(Text provided)

Certainly is a great write up, thanks! Definitely have more grinding to do. Tough to get to many of the uneven areas with a grinder flap disk wheel. Did some more grinding tonight. Gouge/Crack from the other day got a little bigger. Just trying to determine if it's big enough now that i need to grind/sound a 12-1? bevel before filling with thickened epoxy and laying glass. 









Couple questions about adding 2 layers of 1708 to inside of the transom skin:


Sketched out where edges of the cloth should lay, if i understood your suggestions correctly. Question is how I get the cloth to lay up properly from the transition at bottom of the transom to sides of floor? I'm concerned about the slant of the sides of the hull, getting cloth to lay flat and rolling epoxy resin on good enough.








Could I cut a slit in the cloth to produce a smooth corner at this transition without air bubbles? Something like in the pic below...










Lastly, would either of these fiberglass cloths work? Not entirely sure if the first link is the same is as 1708 biaxial cloth. 

http://www.fibreglast.com/product/Bi_directional_E_Glass_1094/Fiberglass_Fabric

https://www.jamestowndistributors.c...&familyName=Fiberglass+Cloth+-+17+oz+Biaxial+


----------



## Backwater (Dec 14, 2014)

Yes! Scissors are a wonderful tool! 

E-glass can be expensive. You don't need boat builder's grade (grade A glass) You can use 2nd's to save some money and be just as effective on small home projects and repairs like you have there. Call the guys at Fiberglass coatings in St Petersberg, FL and ask if they have a few yards of the 2nd's in the 1708 (strands run at a 45 degree angle). You can also buy their boat builder's grade of epoxy resin, instead of the more expensive "West Systems". They ship all over. Also buy the 5-6" 1708 tape to tab with and they had the glass rollers and whatever else you need.

Go buy a couple of disposable tyvek type suits to cover up with, when you are grinding.

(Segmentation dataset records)

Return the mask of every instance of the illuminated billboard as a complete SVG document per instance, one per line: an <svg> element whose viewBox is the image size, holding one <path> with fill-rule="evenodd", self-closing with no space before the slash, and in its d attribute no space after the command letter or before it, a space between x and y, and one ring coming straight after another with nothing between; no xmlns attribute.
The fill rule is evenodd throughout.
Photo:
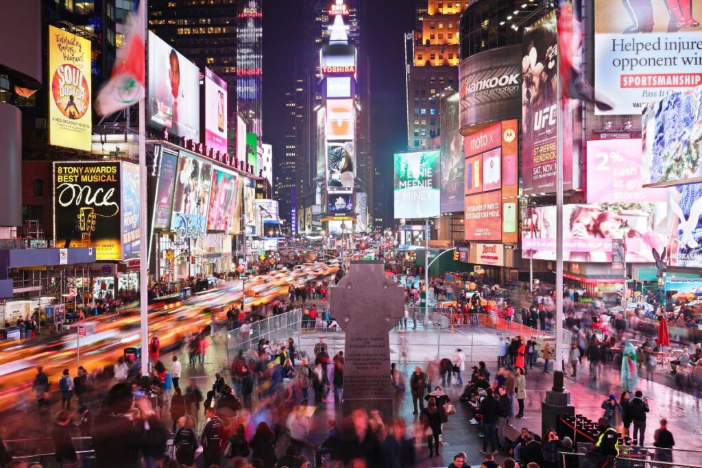
<svg viewBox="0 0 702 468"><path fill-rule="evenodd" d="M149 32L149 123L200 141L200 70ZM225 129L226 130L226 129Z"/></svg>
<svg viewBox="0 0 702 468"><path fill-rule="evenodd" d="M463 210L463 137L458 133L458 94L441 101L441 212Z"/></svg>
<svg viewBox="0 0 702 468"><path fill-rule="evenodd" d="M55 245L93 248L97 260L121 260L121 190L119 162L54 163Z"/></svg>
<svg viewBox="0 0 702 468"><path fill-rule="evenodd" d="M626 235L626 261L654 262L651 248L665 246L665 203L599 203L563 207L563 260L611 263L612 239ZM625 227L625 224L627 225ZM556 259L556 208L525 208L522 213L522 258Z"/></svg>
<svg viewBox="0 0 702 468"><path fill-rule="evenodd" d="M651 102L641 124L644 185L702 181L702 86Z"/></svg>
<svg viewBox="0 0 702 468"><path fill-rule="evenodd" d="M395 154L395 218L439 216L439 152Z"/></svg>
<svg viewBox="0 0 702 468"><path fill-rule="evenodd" d="M355 119L352 99L326 100L326 140L353 140Z"/></svg>
<svg viewBox="0 0 702 468"><path fill-rule="evenodd" d="M639 114L648 102L702 85L702 28L693 18L702 0L665 0L637 6L595 3L595 86L612 106L597 114Z"/></svg>
<svg viewBox="0 0 702 468"><path fill-rule="evenodd" d="M91 150L91 59L90 41L58 27L48 27L50 145Z"/></svg>
<svg viewBox="0 0 702 468"><path fill-rule="evenodd" d="M227 152L227 82L205 68L205 145Z"/></svg>
<svg viewBox="0 0 702 468"><path fill-rule="evenodd" d="M328 187L336 190L350 190L354 187L356 177L353 142L329 143L326 147L329 173L326 178Z"/></svg>
<svg viewBox="0 0 702 468"><path fill-rule="evenodd" d="M588 203L666 201L665 189L642 187L640 140L588 142Z"/></svg>
<svg viewBox="0 0 702 468"><path fill-rule="evenodd" d="M197 239L205 233L212 182L212 164L190 153L178 156L171 229L181 239Z"/></svg>
<svg viewBox="0 0 702 468"><path fill-rule="evenodd" d="M228 233L234 225L239 176L219 169L212 171L207 230Z"/></svg>

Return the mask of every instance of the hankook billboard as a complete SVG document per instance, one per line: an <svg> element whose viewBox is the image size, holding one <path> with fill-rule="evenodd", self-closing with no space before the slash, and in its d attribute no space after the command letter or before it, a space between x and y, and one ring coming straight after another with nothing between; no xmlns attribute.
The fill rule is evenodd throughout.
<svg viewBox="0 0 702 468"><path fill-rule="evenodd" d="M471 55L458 66L461 129L519 116L522 46L507 46Z"/></svg>

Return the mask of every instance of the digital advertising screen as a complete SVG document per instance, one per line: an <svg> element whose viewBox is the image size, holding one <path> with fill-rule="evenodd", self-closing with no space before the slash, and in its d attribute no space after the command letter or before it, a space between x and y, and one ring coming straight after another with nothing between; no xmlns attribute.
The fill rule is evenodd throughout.
<svg viewBox="0 0 702 468"><path fill-rule="evenodd" d="M644 185L702 182L702 86L649 103L641 125Z"/></svg>
<svg viewBox="0 0 702 468"><path fill-rule="evenodd" d="M465 218L466 241L501 241L502 192L466 196Z"/></svg>
<svg viewBox="0 0 702 468"><path fill-rule="evenodd" d="M441 212L463 210L463 137L458 133L458 94L442 100Z"/></svg>
<svg viewBox="0 0 702 468"><path fill-rule="evenodd" d="M595 114L639 114L671 91L702 85L694 19L702 0L594 3L596 97L613 107Z"/></svg>
<svg viewBox="0 0 702 468"><path fill-rule="evenodd" d="M200 142L200 70L149 32L149 123ZM226 130L226 129L225 129Z"/></svg>
<svg viewBox="0 0 702 468"><path fill-rule="evenodd" d="M349 191L354 187L356 177L353 142L331 142L326 147L329 173L326 185L337 191ZM332 190L333 191L333 190Z"/></svg>
<svg viewBox="0 0 702 468"><path fill-rule="evenodd" d="M227 82L205 68L205 145L227 152Z"/></svg>
<svg viewBox="0 0 702 468"><path fill-rule="evenodd" d="M212 171L210 206L207 210L207 230L227 233L234 222L234 208L239 176L215 169Z"/></svg>
<svg viewBox="0 0 702 468"><path fill-rule="evenodd" d="M183 239L196 239L206 229L212 164L181 151L178 156L171 229Z"/></svg>
<svg viewBox="0 0 702 468"><path fill-rule="evenodd" d="M395 218L423 218L441 212L439 151L395 154Z"/></svg>
<svg viewBox="0 0 702 468"><path fill-rule="evenodd" d="M139 258L139 166L122 163L122 260Z"/></svg>
<svg viewBox="0 0 702 468"><path fill-rule="evenodd" d="M519 116L521 63L519 45L481 52L461 61L461 128Z"/></svg>
<svg viewBox="0 0 702 468"><path fill-rule="evenodd" d="M352 99L328 99L326 100L327 141L353 140L355 117Z"/></svg>
<svg viewBox="0 0 702 468"><path fill-rule="evenodd" d="M89 247L95 258L117 260L121 252L120 163L53 163L54 241Z"/></svg>
<svg viewBox="0 0 702 468"><path fill-rule="evenodd" d="M154 229L167 229L171 226L171 208L178 171L178 154L161 149L158 179L156 181Z"/></svg>
<svg viewBox="0 0 702 468"><path fill-rule="evenodd" d="M666 201L665 189L642 187L640 140L588 142L588 203Z"/></svg>
<svg viewBox="0 0 702 468"><path fill-rule="evenodd" d="M668 236L667 207L658 203L598 203L563 207L563 260L611 263L612 239L626 236L626 261L654 262ZM525 208L522 213L523 258L556 259L556 208Z"/></svg>
<svg viewBox="0 0 702 468"><path fill-rule="evenodd" d="M326 208L329 214L347 214L353 209L353 194L329 194Z"/></svg>
<svg viewBox="0 0 702 468"><path fill-rule="evenodd" d="M90 151L93 133L91 41L48 27L48 142Z"/></svg>

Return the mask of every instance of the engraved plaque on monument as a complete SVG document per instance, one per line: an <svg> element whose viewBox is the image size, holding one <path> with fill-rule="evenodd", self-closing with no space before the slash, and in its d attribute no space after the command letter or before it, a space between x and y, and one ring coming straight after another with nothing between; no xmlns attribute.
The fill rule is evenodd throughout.
<svg viewBox="0 0 702 468"><path fill-rule="evenodd" d="M355 408L394 415L388 333L404 315L404 293L383 262L352 262L330 288L331 312L346 333L342 414Z"/></svg>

(Given exercise 1) In the entries, can you change "hankook billboard" to "tire billboard" in everything from the line containing "Return the mask of every instance of the hankook" down to the line containing "55L458 66L461 129L519", leaving all else unchanged, and give back only those lines?
(Given exercise 2) Could you write a continuation of the forum thread about fiberglassing the boat transom, picking up after its last line?
The forum thread and the entries have nothing to do with each other.

(Response 1)
Return the mask of every instance of the tire billboard as a complete SVG document per instance, one per line: an <svg> element whose viewBox is the image size, holding one <path> with fill-rule="evenodd", self-closing with no space before the slash, and in its d attribute no space after the command letter or before it, a space between x and y, and one ring coming straight after another with nothing between; no xmlns attribute.
The fill rule is evenodd throughout.
<svg viewBox="0 0 702 468"><path fill-rule="evenodd" d="M471 55L458 66L461 129L519 116L522 46L507 46Z"/></svg>

(Response 2)
Buy a small amount of Cavicel to make putty with (using your 2 part epoxy) to fill in voids and level a few pockets, like what Ducknut said.

Make sure you completely grind out ALL the gelcoat before you glass. That little grinding wedge will allow you to get into the tight corners. You may also want to consider glass up that bulkhead in that front bilge area, to add strength back there.

When your glass job is completed, I'd recommend painting it with 2 part white epoxy paint. You can buy that from Fiberglass Coatings as well. I'd recommend painting one coat with a brush and sponge roller (it will self-level too), let it kick, mix up another batch and then do a 2nd coat and you will be done. That finish will be bullet proof and you'll never have to fool with it again! Worth every dime!


----------



## BVBFly (Jan 23, 2012)

Thanks backwater, your feedback is most appreciated. I'll keep everyone posted as I progress.


----------



## DuckNut (Apr 3, 2009)

Backwater said:


> Cavicel


Actually it is Cabosil also known as fumed silica. Look at the FGCI.com website and you will see it. You could use any that you wish - except for the cotton one.

Also, get the glass that is compatible with epoxy - not all of it is compatible.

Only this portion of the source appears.